A verbatim copy of the lines starting at the one with "Can you see the wet" and ending at the last line below is required; include nothing else.

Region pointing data
——————
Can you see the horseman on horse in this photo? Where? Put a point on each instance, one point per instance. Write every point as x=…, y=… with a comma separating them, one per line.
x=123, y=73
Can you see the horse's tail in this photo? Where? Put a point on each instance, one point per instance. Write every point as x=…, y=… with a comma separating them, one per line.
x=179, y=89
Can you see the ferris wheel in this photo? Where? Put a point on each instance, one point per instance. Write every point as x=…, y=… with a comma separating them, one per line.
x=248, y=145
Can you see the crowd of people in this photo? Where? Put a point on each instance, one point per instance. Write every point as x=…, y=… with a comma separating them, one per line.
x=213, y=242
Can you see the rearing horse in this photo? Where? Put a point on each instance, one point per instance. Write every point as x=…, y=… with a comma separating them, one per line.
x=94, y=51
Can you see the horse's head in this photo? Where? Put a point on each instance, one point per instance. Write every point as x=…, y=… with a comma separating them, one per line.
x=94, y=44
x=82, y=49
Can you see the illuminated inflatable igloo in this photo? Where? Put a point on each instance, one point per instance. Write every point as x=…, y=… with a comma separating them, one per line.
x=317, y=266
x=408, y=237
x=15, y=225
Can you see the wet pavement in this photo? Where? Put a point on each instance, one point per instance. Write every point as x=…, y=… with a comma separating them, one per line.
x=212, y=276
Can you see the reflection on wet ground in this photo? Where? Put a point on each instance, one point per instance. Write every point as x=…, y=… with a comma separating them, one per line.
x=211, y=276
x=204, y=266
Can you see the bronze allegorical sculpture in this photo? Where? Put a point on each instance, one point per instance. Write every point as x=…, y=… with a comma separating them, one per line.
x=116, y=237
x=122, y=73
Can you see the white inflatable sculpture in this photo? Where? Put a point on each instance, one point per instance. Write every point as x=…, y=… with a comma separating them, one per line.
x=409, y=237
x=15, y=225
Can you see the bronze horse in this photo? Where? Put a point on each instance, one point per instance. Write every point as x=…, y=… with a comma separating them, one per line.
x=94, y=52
——————
Result of this exercise:
Can you see the wet pavement in this photo? Where? Put a point on each instance, one point per instance. Write every point as x=…, y=… with a comma separating them, one per line.
x=212, y=276
Can you see the reflection on wet ground in this photo? Where? Put a point on each instance, one point per instance. Write every point as x=…, y=… with a comma separating them, one per line.
x=211, y=276
x=204, y=266
Can you see the bronze allegorical sculpture in this photo? Where? Put a point on each instance, one point per instance. Write every point as x=…, y=… with a comma separating them, one per line.
x=116, y=237
x=122, y=73
Can you see the white inflatable sculpture in this photo? Where? Put a point on each instance, one point per instance. Write every point as x=…, y=… with a comma separating them, one per line.
x=409, y=237
x=15, y=225
Can you see the bronze horse in this photo? Where? Put a point on each instance, one point per instance. Write every point as x=…, y=… with a comma separating them, one per line.
x=94, y=52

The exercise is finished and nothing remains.